━━ Available data ━━
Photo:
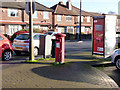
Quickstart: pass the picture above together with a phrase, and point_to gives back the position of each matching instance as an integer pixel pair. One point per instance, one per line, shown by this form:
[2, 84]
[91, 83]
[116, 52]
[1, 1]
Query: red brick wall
[6, 17]
[40, 17]
[64, 22]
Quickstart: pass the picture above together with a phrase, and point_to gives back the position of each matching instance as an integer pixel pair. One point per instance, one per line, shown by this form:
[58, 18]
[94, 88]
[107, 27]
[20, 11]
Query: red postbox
[60, 48]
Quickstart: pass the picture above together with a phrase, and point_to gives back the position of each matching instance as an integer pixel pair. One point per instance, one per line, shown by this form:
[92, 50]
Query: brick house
[14, 18]
[66, 18]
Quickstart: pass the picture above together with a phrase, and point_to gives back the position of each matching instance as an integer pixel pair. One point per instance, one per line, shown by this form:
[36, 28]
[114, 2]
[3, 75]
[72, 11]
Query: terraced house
[14, 18]
[66, 18]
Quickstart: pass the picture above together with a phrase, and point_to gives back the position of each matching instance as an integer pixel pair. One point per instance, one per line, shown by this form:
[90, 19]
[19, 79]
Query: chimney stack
[69, 4]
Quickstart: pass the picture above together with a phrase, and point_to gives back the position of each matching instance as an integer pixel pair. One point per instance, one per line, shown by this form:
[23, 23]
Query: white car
━━━
• Brief: What is needed is an exact copy of the lines from the one containing "Query: brick house" to the end of the data; please add nothing else.

• Reply:
Query: brick house
[14, 18]
[66, 18]
Quickstart: pass the picture above together with a phrase, and point_to gives back the position of each matching instance as an integer pixel pair. One point per instance, one per line, shown by this form:
[36, 28]
[114, 2]
[3, 75]
[72, 11]
Query: terraced house
[14, 18]
[66, 18]
Quickstart: pass the picture above together with a phrase, and point_to gives back the position of each matching instance as an integer pixel pair. One point per instance, one per line, shown by this form:
[90, 19]
[19, 79]
Query: chimney stack
[69, 4]
Quickstart: pass the picture above together with a phrase, and point_to gives back the position of each matching instance as an integer pixel pair. One point per instance, one per line, shown by this form:
[23, 23]
Query: white car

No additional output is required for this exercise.